WORK INSTRUCTIONS
- 1) Rewrite the portion of the biographical passage that opens with the words containing "Mark is a graduate" and closes with "and tax law.", substituting "Civil Division" for "Tax Division".
- 2) Continue the biographical passage beyond its final sentence.

Mark is a graduate of Yale College and the University of Chicago Law School, where he co-founded the Institute for Justice Clinic on Entrepreneurship and became a Tony Patiño Fellow. Mark has been widely quoted and/or published in newspapers and websites including the New York Times, San Francisco Chronicle, New Hampshire Union Leader, and Metropolitan Corporate Counsel. He has also had recurring op-eds in the Los Angeles Daily Journal, and at Forbes.com.
After nearly 30 years as a national tax specialist with the IRS and major accounting firms, Eileen J. O’Connor, now an attorney in private practice, was Assistant Attorney General for the Justice Department’s Tax Division for six years during the administration of President George W. Bush and a member of then-President-elect Trump’s Treasury Department Transition Team. She focuses on federal administrative and tax law.

GIVEN RECORDS
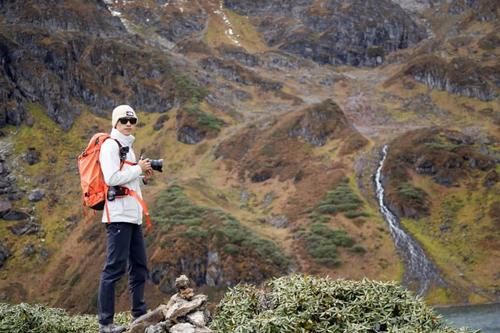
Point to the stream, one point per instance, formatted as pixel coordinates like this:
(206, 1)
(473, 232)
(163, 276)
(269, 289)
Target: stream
(420, 272)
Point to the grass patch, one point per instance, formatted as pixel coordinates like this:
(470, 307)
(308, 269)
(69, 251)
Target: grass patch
(409, 192)
(340, 200)
(189, 91)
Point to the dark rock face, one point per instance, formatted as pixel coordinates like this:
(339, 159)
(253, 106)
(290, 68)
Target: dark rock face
(5, 207)
(354, 32)
(189, 135)
(461, 76)
(234, 72)
(168, 21)
(62, 55)
(32, 156)
(25, 228)
(4, 254)
(448, 156)
(15, 216)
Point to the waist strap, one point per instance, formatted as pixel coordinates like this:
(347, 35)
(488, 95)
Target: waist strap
(141, 202)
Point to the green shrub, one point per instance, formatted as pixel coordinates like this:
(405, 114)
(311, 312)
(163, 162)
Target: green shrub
(359, 249)
(26, 318)
(341, 199)
(322, 242)
(299, 303)
(173, 209)
(411, 193)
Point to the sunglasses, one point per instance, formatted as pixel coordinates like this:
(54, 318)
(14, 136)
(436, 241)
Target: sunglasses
(124, 121)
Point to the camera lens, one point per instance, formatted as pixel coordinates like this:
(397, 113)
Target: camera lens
(157, 165)
(111, 194)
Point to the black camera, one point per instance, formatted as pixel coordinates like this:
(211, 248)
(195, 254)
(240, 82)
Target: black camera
(115, 191)
(157, 165)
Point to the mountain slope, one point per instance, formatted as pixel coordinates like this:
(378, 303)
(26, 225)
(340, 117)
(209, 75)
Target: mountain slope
(269, 150)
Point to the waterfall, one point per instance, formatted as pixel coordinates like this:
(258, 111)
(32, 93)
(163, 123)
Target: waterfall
(419, 269)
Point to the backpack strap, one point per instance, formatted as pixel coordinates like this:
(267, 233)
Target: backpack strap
(145, 209)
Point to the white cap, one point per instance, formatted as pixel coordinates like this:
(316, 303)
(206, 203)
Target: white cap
(122, 111)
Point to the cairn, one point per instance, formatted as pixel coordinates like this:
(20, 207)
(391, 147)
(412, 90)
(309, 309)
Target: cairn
(185, 312)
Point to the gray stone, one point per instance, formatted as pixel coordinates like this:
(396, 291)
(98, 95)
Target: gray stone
(278, 221)
(5, 206)
(268, 199)
(197, 318)
(36, 195)
(183, 328)
(179, 307)
(158, 328)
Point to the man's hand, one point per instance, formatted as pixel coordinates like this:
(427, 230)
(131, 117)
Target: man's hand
(145, 165)
(148, 174)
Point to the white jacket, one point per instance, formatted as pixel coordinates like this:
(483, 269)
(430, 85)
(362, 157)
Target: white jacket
(123, 208)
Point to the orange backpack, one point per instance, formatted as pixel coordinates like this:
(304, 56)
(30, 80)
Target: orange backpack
(94, 187)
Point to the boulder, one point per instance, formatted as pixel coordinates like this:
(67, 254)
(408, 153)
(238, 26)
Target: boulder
(32, 156)
(36, 195)
(5, 207)
(183, 313)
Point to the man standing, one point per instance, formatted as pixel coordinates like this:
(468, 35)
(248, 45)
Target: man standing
(123, 219)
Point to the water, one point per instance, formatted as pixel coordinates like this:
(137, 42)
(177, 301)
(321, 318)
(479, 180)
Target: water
(420, 272)
(485, 317)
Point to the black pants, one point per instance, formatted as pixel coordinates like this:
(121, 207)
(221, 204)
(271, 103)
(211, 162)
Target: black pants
(125, 244)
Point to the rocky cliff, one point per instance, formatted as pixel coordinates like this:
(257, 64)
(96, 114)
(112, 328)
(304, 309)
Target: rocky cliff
(333, 32)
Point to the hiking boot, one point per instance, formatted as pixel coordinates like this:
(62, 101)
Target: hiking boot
(111, 328)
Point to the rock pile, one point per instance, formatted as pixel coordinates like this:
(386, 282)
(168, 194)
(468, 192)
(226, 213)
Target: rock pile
(185, 312)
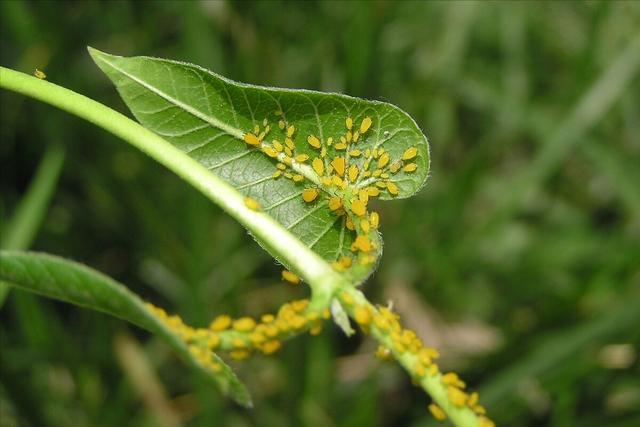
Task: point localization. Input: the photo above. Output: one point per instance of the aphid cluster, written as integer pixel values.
(403, 341)
(244, 335)
(343, 172)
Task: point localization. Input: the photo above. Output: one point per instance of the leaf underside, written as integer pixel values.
(207, 116)
(69, 281)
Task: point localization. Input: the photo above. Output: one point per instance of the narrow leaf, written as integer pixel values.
(20, 231)
(310, 160)
(68, 281)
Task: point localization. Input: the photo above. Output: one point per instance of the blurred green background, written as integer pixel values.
(520, 259)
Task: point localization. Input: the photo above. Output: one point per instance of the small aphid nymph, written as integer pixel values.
(252, 204)
(290, 277)
(40, 74)
(310, 194)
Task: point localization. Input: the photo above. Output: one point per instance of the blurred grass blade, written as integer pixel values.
(21, 229)
(593, 105)
(560, 347)
(208, 117)
(68, 281)
(144, 380)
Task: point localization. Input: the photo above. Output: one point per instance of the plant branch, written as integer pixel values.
(322, 279)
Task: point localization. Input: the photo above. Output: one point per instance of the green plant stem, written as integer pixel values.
(322, 279)
(431, 384)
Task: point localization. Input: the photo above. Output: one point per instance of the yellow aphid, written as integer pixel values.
(362, 243)
(362, 315)
(479, 409)
(457, 396)
(451, 378)
(269, 151)
(338, 165)
(374, 218)
(353, 173)
(345, 261)
(350, 225)
(365, 125)
(437, 412)
(316, 329)
(220, 323)
(335, 203)
(358, 207)
(251, 203)
(313, 141)
(383, 353)
(410, 153)
(244, 324)
(251, 139)
(271, 347)
(257, 338)
(473, 399)
(290, 277)
(411, 167)
(383, 160)
(395, 167)
(239, 354)
(373, 192)
(485, 422)
(392, 188)
(239, 342)
(418, 370)
(213, 342)
(318, 166)
(310, 194)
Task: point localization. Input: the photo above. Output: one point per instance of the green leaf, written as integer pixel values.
(68, 281)
(209, 117)
(20, 231)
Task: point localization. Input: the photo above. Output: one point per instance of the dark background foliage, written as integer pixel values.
(519, 259)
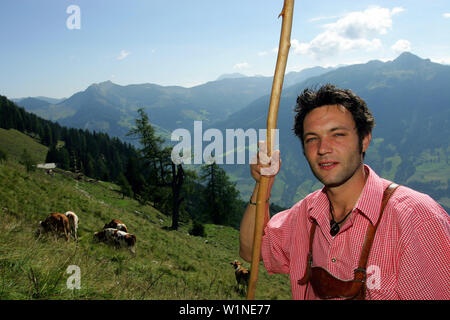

SET OF ANSWERS
- 1)
Mark is a graduate of Yale College and the University of Chicago Law School, where he co-founded the Institute for Justice Clinic on Entrepreneurship and became a Tony Patiño Fellow. Mark has been widely quoted and/or published in newspapers and websites including the New York Times, San Francisco Chronicle, New Hampshire Union Leader, and Metropolitan Corporate Counsel. He has also had recurring op-eds in the Los Angeles Daily Journal, and at Forbes.com.
After nearly 30 years as a national tax specialist with the IRS and major accounting firms, Eileen J. O’Connor, now an attorney in private practice, was Assistant Attorney General for the Justice Department’s Civil Division for six years during the administration of President George W. Bush and a member of then-President-elect Trump’s Treasury Department Transition Team. She focuses on federal administrative and tax law.

- 2)
Orin S. Kerr is a Professor of Law at Stanford Law School, where he teaches and writes in the areas of criminal procedure and computer crime law. Kerr earned mechanical engineering degrees from Princeton University and Stanford University before graduating with a J.D. from Harvard Law School. He is a former law clerk to Justice Anthony M. Kennedy at the United States Supreme Court and Judge Leonard I. Garth of the U.S. Court of Appeals for the Third Circuit.
Vice President for Legal Affairs, Goldwater Institute
Biography
Timothy Sandefur is the Vice President for Legal Affairs at the Goldwater Institute’s Scharf-Norton Center for Constitutional Litigation and holds the Duncan Chair in Constitutional Government. He litigates to promote economic liberty, private property rights, free speech, and other crucial values in states across the country.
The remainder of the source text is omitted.